WHAT IS BEING ASKED — Give the records back exactly as written, but without the images.

DATA TO EXAMINE —
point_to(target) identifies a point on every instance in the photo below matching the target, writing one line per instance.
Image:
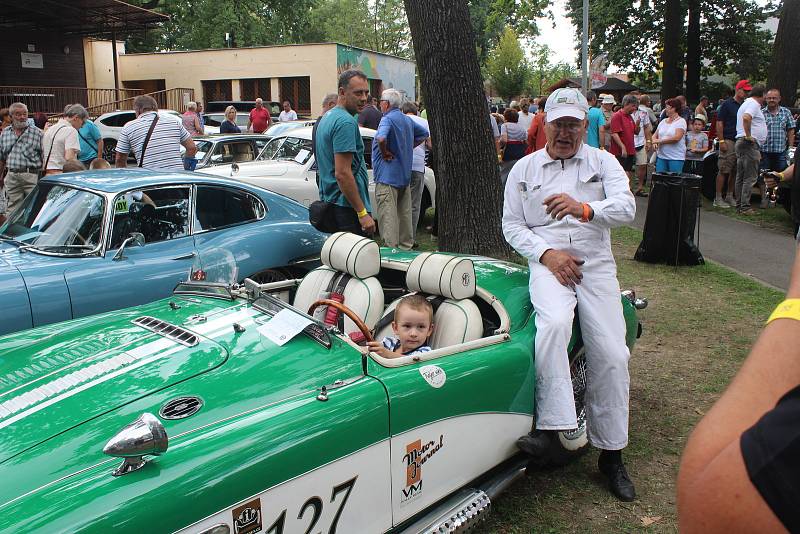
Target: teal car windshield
(57, 218)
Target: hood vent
(180, 408)
(175, 333)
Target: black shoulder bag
(43, 170)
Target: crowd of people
(752, 130)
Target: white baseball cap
(566, 102)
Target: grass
(698, 328)
(775, 218)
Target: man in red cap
(726, 133)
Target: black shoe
(536, 443)
(618, 480)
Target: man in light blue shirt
(595, 135)
(91, 142)
(392, 155)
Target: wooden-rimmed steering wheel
(345, 310)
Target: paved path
(765, 255)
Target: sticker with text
(433, 375)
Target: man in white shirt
(417, 166)
(751, 134)
(288, 113)
(560, 204)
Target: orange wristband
(585, 217)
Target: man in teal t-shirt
(596, 121)
(339, 152)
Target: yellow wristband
(788, 309)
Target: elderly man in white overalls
(560, 204)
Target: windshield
(283, 127)
(58, 218)
(270, 148)
(292, 149)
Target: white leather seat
(457, 319)
(353, 255)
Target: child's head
(413, 322)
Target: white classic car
(287, 166)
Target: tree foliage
(543, 73)
(374, 25)
(632, 33)
(784, 69)
(489, 19)
(507, 67)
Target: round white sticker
(433, 375)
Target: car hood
(73, 373)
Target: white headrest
(440, 274)
(357, 256)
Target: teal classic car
(253, 408)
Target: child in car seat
(412, 326)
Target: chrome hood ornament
(145, 436)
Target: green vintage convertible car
(253, 408)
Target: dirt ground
(698, 328)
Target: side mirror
(145, 436)
(135, 239)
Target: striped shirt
(393, 344)
(777, 126)
(24, 151)
(164, 148)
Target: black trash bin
(672, 212)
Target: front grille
(163, 328)
(180, 408)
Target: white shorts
(641, 156)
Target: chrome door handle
(185, 256)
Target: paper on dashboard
(283, 326)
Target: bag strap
(52, 144)
(88, 142)
(147, 139)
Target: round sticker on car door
(433, 375)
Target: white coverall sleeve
(619, 206)
(515, 228)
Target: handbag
(43, 170)
(321, 216)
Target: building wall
(59, 67)
(394, 72)
(190, 69)
(100, 62)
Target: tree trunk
(693, 53)
(469, 197)
(785, 65)
(672, 65)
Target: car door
(225, 228)
(141, 274)
(454, 418)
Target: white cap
(566, 102)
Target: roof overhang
(91, 18)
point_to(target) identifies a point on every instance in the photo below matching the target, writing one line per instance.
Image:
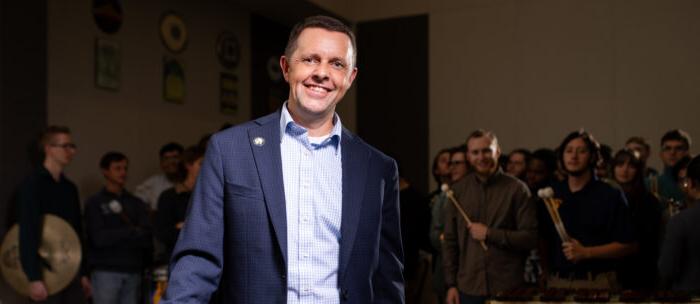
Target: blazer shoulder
(241, 130)
(374, 152)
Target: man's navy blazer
(235, 233)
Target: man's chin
(577, 173)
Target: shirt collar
(291, 128)
(45, 172)
(491, 179)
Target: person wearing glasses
(675, 145)
(458, 163)
(48, 191)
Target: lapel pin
(259, 141)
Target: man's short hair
(435, 161)
(479, 133)
(638, 140)
(48, 134)
(693, 171)
(111, 157)
(192, 154)
(591, 143)
(525, 152)
(324, 22)
(548, 157)
(171, 146)
(679, 135)
(461, 148)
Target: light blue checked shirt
(313, 190)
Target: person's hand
(452, 296)
(87, 286)
(478, 231)
(37, 291)
(574, 251)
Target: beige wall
(135, 119)
(534, 70)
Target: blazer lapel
(265, 144)
(355, 158)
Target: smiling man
(292, 207)
(502, 216)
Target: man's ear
(284, 65)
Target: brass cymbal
(59, 250)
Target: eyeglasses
(674, 148)
(65, 146)
(456, 162)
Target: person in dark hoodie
(119, 236)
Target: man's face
(116, 173)
(60, 149)
(642, 150)
(193, 169)
(672, 151)
(536, 173)
(443, 164)
(319, 72)
(483, 155)
(577, 157)
(624, 173)
(169, 162)
(516, 165)
(458, 166)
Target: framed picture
(107, 64)
(228, 95)
(173, 80)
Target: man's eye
(338, 65)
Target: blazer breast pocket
(234, 191)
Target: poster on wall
(173, 32)
(228, 50)
(108, 15)
(107, 64)
(228, 83)
(173, 80)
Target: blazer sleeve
(388, 281)
(524, 235)
(197, 260)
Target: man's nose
(320, 73)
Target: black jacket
(118, 240)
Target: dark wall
(22, 99)
(392, 92)
(267, 42)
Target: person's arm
(671, 259)
(101, 235)
(388, 281)
(524, 236)
(166, 220)
(450, 245)
(621, 234)
(198, 259)
(574, 251)
(29, 223)
(143, 221)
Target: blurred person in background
(638, 271)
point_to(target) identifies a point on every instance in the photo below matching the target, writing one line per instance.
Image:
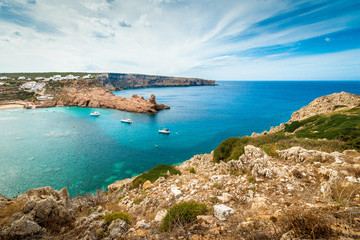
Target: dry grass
(308, 223)
(7, 212)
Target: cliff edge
(304, 185)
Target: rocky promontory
(326, 104)
(96, 97)
(126, 81)
(274, 186)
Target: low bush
(308, 223)
(109, 217)
(154, 174)
(182, 214)
(192, 170)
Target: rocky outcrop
(322, 105)
(326, 104)
(45, 211)
(125, 81)
(97, 97)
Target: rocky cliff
(326, 104)
(322, 105)
(123, 81)
(91, 94)
(282, 188)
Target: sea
(66, 147)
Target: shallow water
(61, 147)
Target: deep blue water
(61, 147)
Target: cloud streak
(182, 37)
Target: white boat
(95, 114)
(164, 131)
(127, 120)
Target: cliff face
(323, 105)
(91, 94)
(124, 81)
(263, 193)
(326, 104)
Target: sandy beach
(6, 106)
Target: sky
(211, 39)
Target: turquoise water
(61, 147)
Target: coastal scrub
(154, 174)
(182, 214)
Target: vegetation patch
(109, 217)
(154, 174)
(192, 170)
(182, 214)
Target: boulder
(222, 212)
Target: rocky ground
(297, 194)
(97, 97)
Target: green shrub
(90, 210)
(109, 217)
(154, 174)
(100, 233)
(137, 201)
(231, 148)
(182, 214)
(339, 106)
(218, 185)
(251, 179)
(192, 170)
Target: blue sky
(213, 39)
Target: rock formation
(326, 104)
(322, 105)
(125, 81)
(97, 97)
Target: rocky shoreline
(294, 193)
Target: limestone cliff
(124, 81)
(91, 94)
(326, 104)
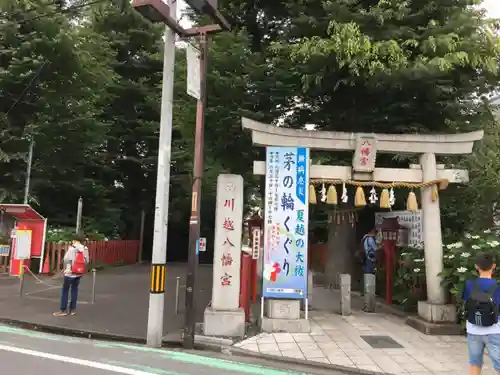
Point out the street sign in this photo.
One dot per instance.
(255, 243)
(203, 244)
(193, 57)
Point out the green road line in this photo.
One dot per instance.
(199, 360)
(36, 335)
(152, 370)
(193, 359)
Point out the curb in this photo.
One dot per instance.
(88, 334)
(302, 362)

RESPONSE FOR THIS EXERCISE —
point_to(target) identifies a point on every instance in the photo below matching the target, writing one line per instance.
Image:
Target: teal car windshield
(57, 218)
Target: hood vent
(180, 408)
(175, 333)
Target: black shoulder bag
(43, 170)
Target: crowd of people
(752, 130)
Target: white baseball cap
(566, 102)
Target: grass
(698, 328)
(775, 218)
Target: man in red cap
(726, 133)
Target: black shoe
(536, 443)
(618, 480)
Target: man in light blue shirt
(595, 135)
(91, 142)
(392, 155)
Target: wooden-rimmed steering wheel
(345, 310)
Target: paved path
(765, 255)
Target: sticker with text
(433, 375)
Target: man in white shirt
(417, 166)
(751, 134)
(288, 113)
(560, 204)
Target: orange wristband
(585, 217)
Target: man in teal t-shirt
(596, 121)
(339, 152)
Target: yellow wristband
(788, 309)
Target: elderly man in white overalls
(560, 204)
Target: windshield
(283, 127)
(58, 218)
(270, 148)
(292, 149)
Target: white leather seat
(457, 319)
(353, 255)
Target: child's head
(413, 322)
Target: white classic car
(287, 166)
Target: tree foliage
(543, 73)
(374, 25)
(632, 33)
(784, 69)
(489, 19)
(507, 67)
Target: round white sticker
(433, 375)
Target: car hood
(73, 373)
Target: white headrest
(440, 274)
(357, 256)
Target: teal classic car
(253, 408)
Target: child in car seat
(412, 326)
Target: chrome hood ornament
(145, 436)
Target: green vintage convertible car
(253, 408)
Target: dirt ground
(698, 328)
Target: side mirror
(145, 436)
(135, 239)
Target: striped shirt
(393, 344)
(777, 126)
(24, 151)
(164, 148)
Target: black trash bin
(672, 212)
Target: front grille
(163, 328)
(180, 408)
Target: white shorts
(641, 156)
Target: chrome door handle
(185, 256)
Target: paper on dashboard
(283, 326)
Target: bag strap
(52, 144)
(88, 142)
(147, 139)
Target: round sticker on car door
(433, 375)
Target: white coverall sleeve
(619, 206)
(515, 228)
Target: handbag
(43, 170)
(321, 216)
Target: building wall
(59, 67)
(394, 72)
(190, 69)
(100, 62)
Target: tree trunk
(693, 53)
(469, 197)
(785, 65)
(672, 65)
Target: car door
(225, 228)
(141, 274)
(454, 418)
Target: white cap
(566, 102)
Target: roof overhang
(91, 18)
point_to(target) identifies a point on every instance in the photo below matching the target, writing one line per instance.
Image:
Target: blazer shoulder
(241, 130)
(374, 152)
Target: man's navy blazer
(235, 233)
Target: man's chin
(577, 173)
Target: shirt collar
(291, 128)
(45, 172)
(491, 179)
Target: person wearing glasses
(675, 145)
(458, 163)
(48, 191)
Target: lapel pin
(259, 141)
Target: man's short hair
(435, 161)
(479, 133)
(638, 140)
(48, 134)
(693, 171)
(111, 157)
(192, 154)
(591, 143)
(525, 152)
(324, 22)
(548, 157)
(171, 146)
(679, 135)
(461, 148)
Target: light blue checked shirt
(313, 190)
Target: person's hand
(452, 296)
(87, 286)
(478, 231)
(37, 291)
(574, 251)
Target: beige wall
(135, 119)
(534, 70)
Target: blazer lapel
(265, 144)
(355, 158)
Target: smiling man
(292, 207)
(502, 216)
Target: man's ear
(284, 65)
Target: brass cymbal
(59, 250)
Target: eyeglasses
(674, 148)
(65, 146)
(456, 162)
Target: person in dark hoodie
(119, 236)
Target: man's face
(116, 173)
(60, 149)
(642, 150)
(193, 169)
(672, 151)
(536, 173)
(443, 164)
(319, 72)
(483, 155)
(577, 157)
(624, 173)
(169, 162)
(516, 165)
(458, 166)
Target: framed picture
(107, 64)
(228, 95)
(173, 80)
Target: man's eye
(338, 65)
Target: blazer breast pocket
(234, 191)
Target: poster on wall
(173, 32)
(228, 50)
(108, 15)
(107, 64)
(228, 83)
(173, 80)
Target: blazer sleeve
(388, 281)
(524, 235)
(197, 260)
Target: man's nose
(320, 73)
Target: black jacket
(118, 240)
Target: dark wall
(22, 99)
(392, 92)
(267, 42)
Target: person's arm
(671, 259)
(101, 235)
(388, 281)
(524, 236)
(166, 220)
(450, 245)
(621, 234)
(198, 259)
(574, 251)
(29, 223)
(143, 221)
Target: blurred person in background
(638, 271)
point_to(target) identifies a point on every instance in the photo below matching the target, writing one line per instance.
Image:
Target: dry grass
(308, 223)
(7, 212)
Target: cliff edge
(304, 185)
Target: rocky promontory
(326, 104)
(96, 97)
(126, 81)
(274, 186)
Target: low bush
(308, 223)
(109, 217)
(154, 174)
(182, 214)
(192, 170)
Target: rocky outcrop
(322, 105)
(326, 104)
(45, 211)
(125, 81)
(97, 97)
Target: rocky cliff
(326, 104)
(322, 105)
(123, 81)
(91, 94)
(282, 188)
Target: sea
(66, 147)
Target: shallow water
(61, 147)
Target: deep blue water
(61, 147)
Target: cloud streak
(182, 37)
Target: white boat
(95, 114)
(164, 131)
(127, 120)
Target: cliff face
(323, 105)
(91, 94)
(124, 81)
(263, 193)
(326, 104)
Target: sandy beach
(6, 106)
Target: sky
(211, 39)
Target: turquoise water
(61, 147)
Target: coastal scrub
(154, 174)
(182, 214)
Target: vegetation patch
(109, 217)
(154, 174)
(192, 170)
(182, 214)
Target: boulder
(222, 212)
Target: rocky ground
(297, 194)
(97, 97)
Target: green shrub
(90, 210)
(109, 217)
(154, 174)
(100, 233)
(137, 201)
(231, 148)
(182, 214)
(339, 106)
(218, 185)
(251, 179)
(192, 170)
Target: blue sky
(213, 39)
Target: rock formation
(326, 104)
(322, 105)
(125, 81)
(97, 97)
Target: rocky shoreline
(294, 193)
Target: limestone cliff
(124, 81)
(91, 94)
(326, 104)
Point out the street sign in this photo.
One dot per instance.
(255, 243)
(203, 244)
(193, 57)
Point out the green road line in this photo.
One dot per instance.
(199, 360)
(36, 335)
(152, 370)
(193, 359)
Point out the curb in this photo.
One dot per instance.
(88, 334)
(302, 362)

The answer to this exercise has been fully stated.